The request
Count the lines in the items below that contain the word "dark". Reply with the number alone.

── Source records

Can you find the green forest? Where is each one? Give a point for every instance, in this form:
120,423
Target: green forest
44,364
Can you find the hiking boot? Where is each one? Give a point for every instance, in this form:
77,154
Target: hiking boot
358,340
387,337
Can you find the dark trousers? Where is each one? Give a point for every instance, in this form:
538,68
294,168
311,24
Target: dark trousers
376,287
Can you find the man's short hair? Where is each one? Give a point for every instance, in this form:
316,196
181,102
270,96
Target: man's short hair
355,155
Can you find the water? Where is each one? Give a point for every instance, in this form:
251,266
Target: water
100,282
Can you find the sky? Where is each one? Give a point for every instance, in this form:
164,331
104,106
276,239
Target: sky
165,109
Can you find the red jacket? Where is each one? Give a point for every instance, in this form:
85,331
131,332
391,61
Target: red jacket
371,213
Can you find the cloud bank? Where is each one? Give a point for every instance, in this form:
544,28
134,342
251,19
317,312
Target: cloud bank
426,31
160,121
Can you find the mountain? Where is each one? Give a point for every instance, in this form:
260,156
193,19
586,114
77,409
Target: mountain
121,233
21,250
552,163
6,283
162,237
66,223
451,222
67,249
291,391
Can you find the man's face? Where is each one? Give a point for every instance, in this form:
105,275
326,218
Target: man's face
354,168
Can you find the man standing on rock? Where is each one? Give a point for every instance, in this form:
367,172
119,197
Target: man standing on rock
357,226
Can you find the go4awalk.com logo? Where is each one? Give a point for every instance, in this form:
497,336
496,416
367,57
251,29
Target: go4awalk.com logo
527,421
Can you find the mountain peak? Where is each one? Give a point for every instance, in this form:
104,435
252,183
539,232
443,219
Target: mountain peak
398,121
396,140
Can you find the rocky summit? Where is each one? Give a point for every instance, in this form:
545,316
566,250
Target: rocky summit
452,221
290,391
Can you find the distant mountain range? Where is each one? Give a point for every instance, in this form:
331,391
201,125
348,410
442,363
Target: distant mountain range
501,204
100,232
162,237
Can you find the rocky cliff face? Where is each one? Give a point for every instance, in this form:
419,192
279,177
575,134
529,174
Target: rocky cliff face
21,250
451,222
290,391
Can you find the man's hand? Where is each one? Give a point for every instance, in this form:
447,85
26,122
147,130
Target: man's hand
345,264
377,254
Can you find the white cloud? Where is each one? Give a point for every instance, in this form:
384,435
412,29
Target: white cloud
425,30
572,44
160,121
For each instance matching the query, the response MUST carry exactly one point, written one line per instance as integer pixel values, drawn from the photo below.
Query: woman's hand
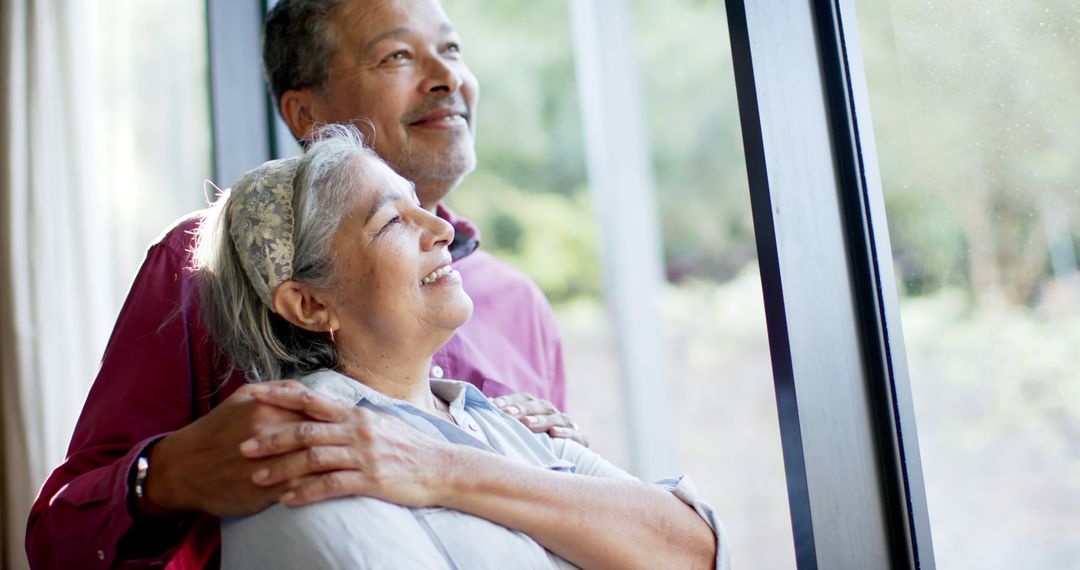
(348, 451)
(540, 416)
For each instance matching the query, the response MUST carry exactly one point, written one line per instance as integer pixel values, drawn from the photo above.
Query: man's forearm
(591, 521)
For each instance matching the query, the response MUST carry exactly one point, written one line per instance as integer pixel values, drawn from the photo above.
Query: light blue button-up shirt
(364, 532)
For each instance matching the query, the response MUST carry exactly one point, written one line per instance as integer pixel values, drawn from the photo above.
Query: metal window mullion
(841, 388)
(620, 178)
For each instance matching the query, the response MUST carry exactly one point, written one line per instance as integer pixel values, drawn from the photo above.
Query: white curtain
(55, 273)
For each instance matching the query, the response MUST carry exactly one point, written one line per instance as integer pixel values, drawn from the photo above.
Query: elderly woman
(325, 267)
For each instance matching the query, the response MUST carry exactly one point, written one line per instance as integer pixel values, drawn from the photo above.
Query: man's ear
(305, 307)
(299, 110)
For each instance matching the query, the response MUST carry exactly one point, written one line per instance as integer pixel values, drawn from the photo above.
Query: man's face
(399, 65)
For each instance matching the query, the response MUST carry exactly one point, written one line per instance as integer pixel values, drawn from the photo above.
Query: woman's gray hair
(298, 41)
(251, 335)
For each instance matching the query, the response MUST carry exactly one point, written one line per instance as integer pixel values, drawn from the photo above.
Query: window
(973, 106)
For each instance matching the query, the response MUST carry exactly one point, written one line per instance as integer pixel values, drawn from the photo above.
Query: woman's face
(394, 283)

────

Task solution
2